* [À FAIRE]:
1 > Relevez tous les noms propres qui figurent dans l'extrait sur Balzac, y compris les titres d'œuvres.
2 > D'après l'extrait sur Balzac, par quel moyen l'écrivain venait-il à bout de toutes les causes de découragement ?
3 > Imprimez sans rien changer le segment de l'extrait sur Balzac qui va de "Après la Comédie" jusqu'à "étroite ou stérile.".

Après la Comédie humaine, il a été quelque peu parlé des Contes drolatiques, où éclate le naturel vrai du chroniqueur, plus rabelaisien et plus optimiste qu'on ne pense. Balzac, bien qu'ayant souffert de la vie plus que personne, n'était pas un rêveur; il avait l'esprit positif et le puissant vouloir de tous les vrais ambitieux. Trouvant que la vie a du bon, il savait, comme Bonaparte, rire et s'amuser joyeusement à certaines heures; et, du reste, il excellait à dompter, par un travail assidu, toutes les causes possibles de découragement. Aussi la haute moralité de son œuvre n'est point douteuse, quoi qu'en disent certains détracteurs moroses qui, impuissants à découvrir le but que se propose un écrivain, trouvent partout en lui le pessimisme, et l'inventeraient au besoin pour donner un prétexte à leur morale étroite ou stérile.

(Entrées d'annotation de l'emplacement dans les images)

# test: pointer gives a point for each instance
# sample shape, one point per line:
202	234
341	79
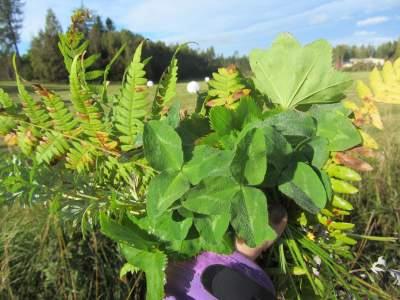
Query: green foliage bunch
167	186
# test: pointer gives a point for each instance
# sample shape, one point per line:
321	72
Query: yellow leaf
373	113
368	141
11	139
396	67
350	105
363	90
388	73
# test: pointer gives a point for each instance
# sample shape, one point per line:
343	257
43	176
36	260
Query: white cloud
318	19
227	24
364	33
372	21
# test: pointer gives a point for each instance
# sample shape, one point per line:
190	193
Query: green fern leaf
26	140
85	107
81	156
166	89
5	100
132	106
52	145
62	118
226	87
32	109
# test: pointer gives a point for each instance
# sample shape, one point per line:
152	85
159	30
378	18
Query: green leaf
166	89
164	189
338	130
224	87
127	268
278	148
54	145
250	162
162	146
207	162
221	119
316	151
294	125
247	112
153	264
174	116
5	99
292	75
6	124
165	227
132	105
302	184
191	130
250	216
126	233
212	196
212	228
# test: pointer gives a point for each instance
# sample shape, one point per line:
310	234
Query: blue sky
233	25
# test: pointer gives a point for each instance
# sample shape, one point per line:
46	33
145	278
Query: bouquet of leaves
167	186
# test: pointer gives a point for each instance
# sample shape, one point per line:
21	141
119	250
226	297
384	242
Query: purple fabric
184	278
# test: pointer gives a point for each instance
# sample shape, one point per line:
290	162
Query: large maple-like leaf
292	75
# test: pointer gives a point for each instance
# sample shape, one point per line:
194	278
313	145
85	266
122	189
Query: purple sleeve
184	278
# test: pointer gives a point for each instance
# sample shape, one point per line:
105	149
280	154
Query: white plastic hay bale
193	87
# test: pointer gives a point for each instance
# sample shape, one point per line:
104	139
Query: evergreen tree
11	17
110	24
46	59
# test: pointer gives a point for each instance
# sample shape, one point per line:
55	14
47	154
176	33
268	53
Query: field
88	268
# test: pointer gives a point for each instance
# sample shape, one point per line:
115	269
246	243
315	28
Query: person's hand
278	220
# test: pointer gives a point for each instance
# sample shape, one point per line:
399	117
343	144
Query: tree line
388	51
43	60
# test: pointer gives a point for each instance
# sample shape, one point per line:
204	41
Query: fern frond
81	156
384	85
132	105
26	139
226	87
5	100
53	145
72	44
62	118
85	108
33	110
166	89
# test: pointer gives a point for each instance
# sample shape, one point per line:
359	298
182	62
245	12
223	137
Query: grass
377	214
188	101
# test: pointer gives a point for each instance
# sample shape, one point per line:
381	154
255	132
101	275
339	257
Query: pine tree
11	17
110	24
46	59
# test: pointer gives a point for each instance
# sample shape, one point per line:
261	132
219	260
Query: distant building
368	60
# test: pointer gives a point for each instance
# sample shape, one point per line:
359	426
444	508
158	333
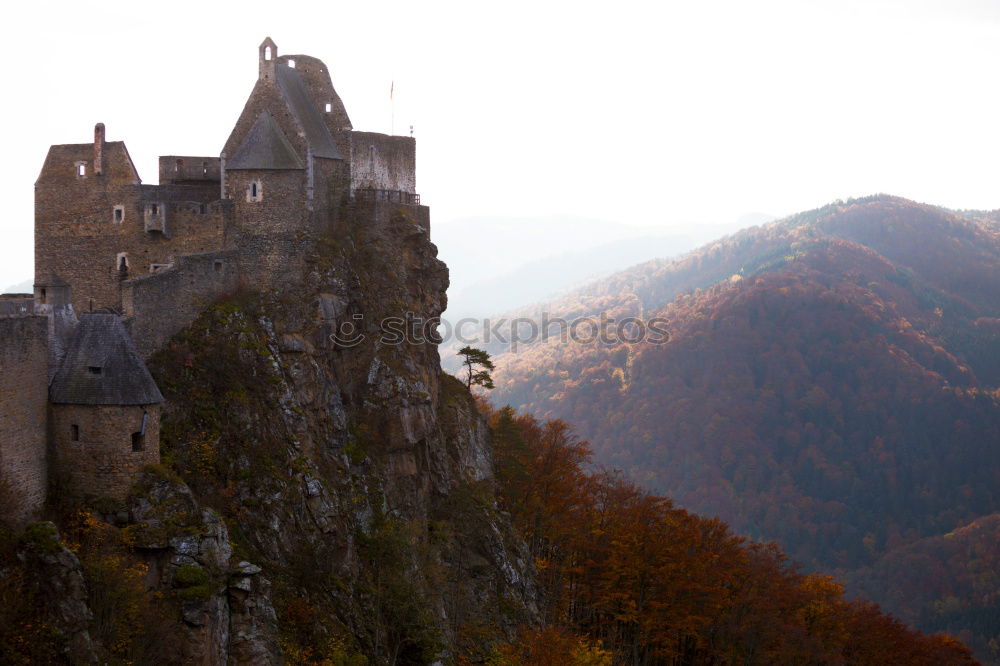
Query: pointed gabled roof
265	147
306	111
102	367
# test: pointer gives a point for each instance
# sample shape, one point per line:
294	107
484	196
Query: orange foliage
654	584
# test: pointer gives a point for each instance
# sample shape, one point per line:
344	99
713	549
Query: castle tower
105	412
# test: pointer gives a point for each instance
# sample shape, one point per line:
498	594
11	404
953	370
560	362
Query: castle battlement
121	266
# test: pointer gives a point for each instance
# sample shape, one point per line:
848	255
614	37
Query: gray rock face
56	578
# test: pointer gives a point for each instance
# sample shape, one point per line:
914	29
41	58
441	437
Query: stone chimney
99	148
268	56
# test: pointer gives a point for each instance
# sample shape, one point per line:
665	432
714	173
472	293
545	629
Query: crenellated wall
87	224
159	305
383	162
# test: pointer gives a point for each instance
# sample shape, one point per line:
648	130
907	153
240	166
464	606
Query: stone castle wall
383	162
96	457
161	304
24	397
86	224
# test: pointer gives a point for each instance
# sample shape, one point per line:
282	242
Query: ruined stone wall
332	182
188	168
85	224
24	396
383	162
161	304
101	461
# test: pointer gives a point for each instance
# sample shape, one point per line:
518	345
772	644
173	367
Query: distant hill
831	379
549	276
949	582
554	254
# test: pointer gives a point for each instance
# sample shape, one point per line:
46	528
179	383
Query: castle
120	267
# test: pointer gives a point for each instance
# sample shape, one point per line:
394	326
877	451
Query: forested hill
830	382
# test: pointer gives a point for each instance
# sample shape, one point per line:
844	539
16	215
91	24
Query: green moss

* [RÉSULTATS PAR TÂCHE]:
1 > la Comédie humaine, les Contes drolatiques, Balzac, Bonaparte

2 > Par un travail assidu.

3 >
Après la Comédie humaine, il a été quelque peu parlé des Contes drolatiques, où éclate le naturel vrai du chroniqueur, plus rabelaisien et plus optimiste qu'on ne pense. Balzac, bien qu'ayant souffert de la vie plus que personne, n'était pas un rêveur; il avait l'esprit positif et le puissant vouloir de tous les vrais ambitieux. Trouvant que la vie a du bon, il savait, comme Bonaparte, rire et s'amuser joyeusement à certaines heures; et, du reste, il excellait à dompter, par un travail assidu, toutes les causes possibles de découragement. Aussi la haute moralité de son œuvre n'est point douteuse, quoi qu'en disent certains détracteurs moroses qui, impuissants à découvrir le but que se propose un écrivain, trouvent partout en lui le pessimisme, et l'inventeraient au besoin pour donner un prétexte à leur morale étroite ou stérile.